■ **EXERCISE REQUIREMENTS**
**A)** List every published study cited in the funnel plot text, giving its authors and year.
**B)** Carry on the funnel plot text from its last sentence.

■ **SELECTION**
Here’s an example, from the meta-analysis of selection gradients on floral traits in Caruso et al. 2019. The “observed outcomes” are the effect sizes; they’re regression slopes in this example.*
The vertical line is the grand mean effect size. The white funnel is +/- 1.96 SE around the mean; it’s a pseudo 95% confidence interval. Zero standard error is at the top of the y-axis; the y-axis runs from top to bottom. Notice that, the further down the y-axis you g, the more spread out the effect sizes are along the x-axis. That’s as you’d expect. If you conduct a bunch of imprecise studies, their results should differ a lot from one another. That’s what “imprecise” means!
Of course, not all funnel plots look like that. In particular, if there’s some bias against publishing certain studies, depending on the effect sizes they report, you might expect a funnel plot that looks like the one below. This is from one of the meta-analyses in Magris and Ban 2019 GEB (who report multiple meta-analyses of different response variables):
A funnel plot with that sort of skewed shape is consistent with publication bias against studies reporting large positive effect sizes (whether because journals reject such studies, or researchers don’t submit them for publication in the first place). Although note that skewed funnel plots can occur for other reasons. For instance, there might be some “moderator” variable that varies among studies, and that affects both the mean effect size, and the precision of the effect size. (Hold onto that thought, I’ll come back to it…)
Ok, so now that you’re up to speed on funnel plots, tell me what the heck you make of the funnel plot below. Because I’m stumped!
Inverted funnel plots (?!)
This is the funnel plot for Ferreira et al. 2015 Biol Rev, a meta-analysis of the effects of nutrient enrichment on litter decomposition in streams:
The funnel is inverted. Effect sizes with high standard errors–i.e. the most imprecise effect sizes–are relatively close to the grand mean, and thus relatively close to one another along the x-axis. Whereas the precise effect sizes are scattered all over creation along the x-axis. What in the name of
God Hedge’s d could be going on here?
And don’t answer “Oh, it’s just a statistical fluke, you’re going to see some weird stuff eventually if you look at 460+ funnel plots.” Because, first of all, there are a lot of effect sizes in that plot. So I highly doubt that plot looks weird just because of a fluke of sampling error. And second of all, as you’ll see in a second, there are far too many meta-analyses with funnel plots that look like this for it to be a fluke.

■ **RECORDED DATA**
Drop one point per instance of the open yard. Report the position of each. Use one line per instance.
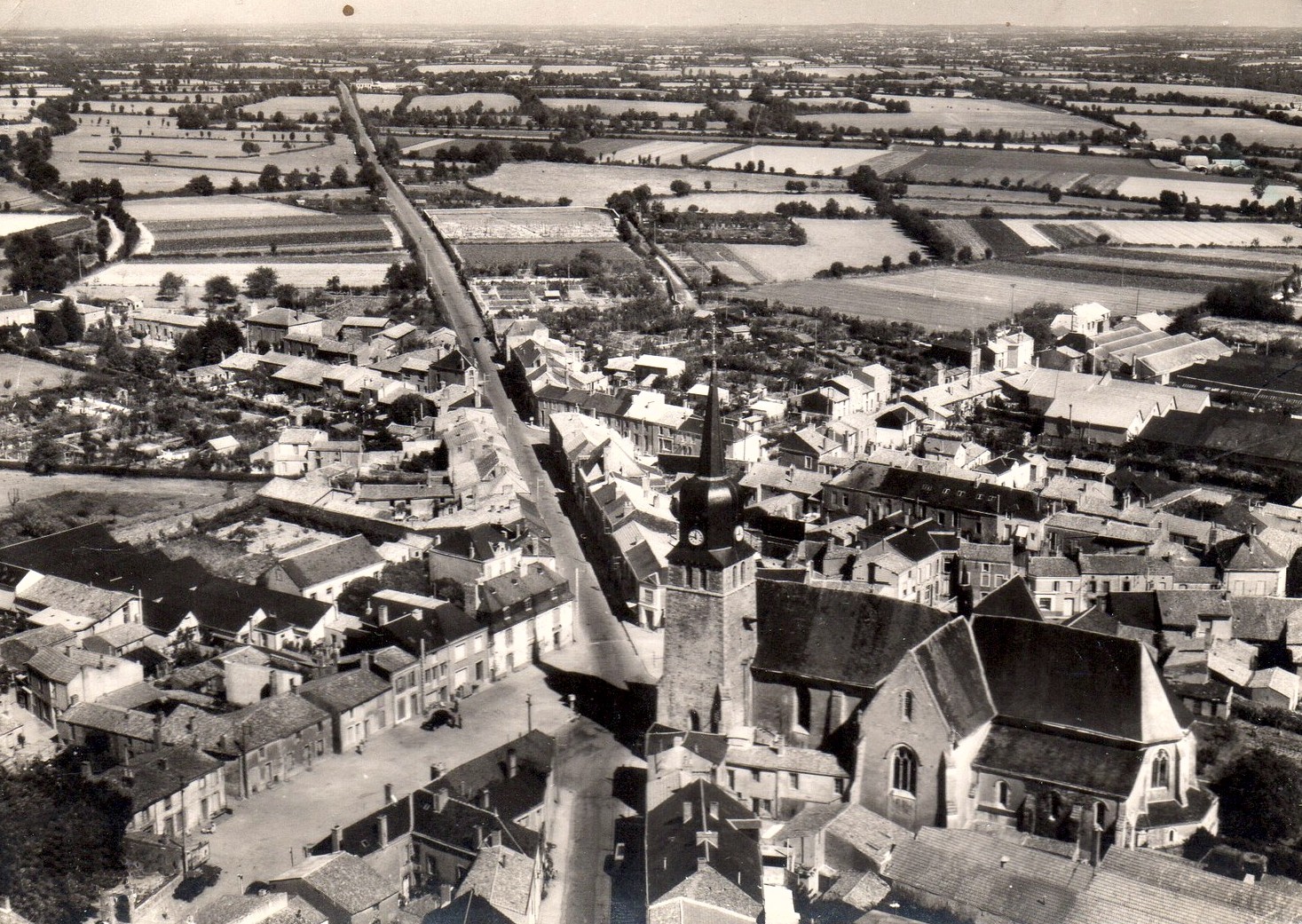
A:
(955, 115)
(811, 162)
(460, 102)
(1246, 129)
(523, 225)
(594, 184)
(20, 375)
(855, 242)
(955, 299)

■ **ANSWERS TO THE EXERCISES**
**A)**
Caruso et al. 2019
Magris and Ban 2019 GEB
Ferreira et al. 2015 Biol Rev

**B)**
And don’t answer “Oh, either you, or Ferreira et al,. must’ve messed up somehow”. Because, again, Ferreira et al. is far from the only ecological meta-analysis with an inverted funnel plot. Now, inverted funnels aren’t the majority. But in my compilation, they’re about as common as “normal” funnels, just going by my eyeball evaluations of all 460+ funnel plots.
Here are a few more examples of inverted funnels (there are many more that I’m not showing you). Vidal and Murphy 2018 EcoLetts:
Now, obviously one thing I’m going to do is double check to make sure that I didn’t make some repeated mistake in data entry. But assuming that I didn’t totally screw up the data entry, do you have any idea what could be going on here?
My first thought was some sort of publication bias. Maybe there are some topics for which it’s hard to publish imprecise effect sizes, unless those imprecise effect sizes are close to zero? I feel slightly ashamed just typing that last sentence, because it is such a bizarre idea. It just seems totally implausible to me. It’s the Underpants Gnome theory of inverted funnel plots.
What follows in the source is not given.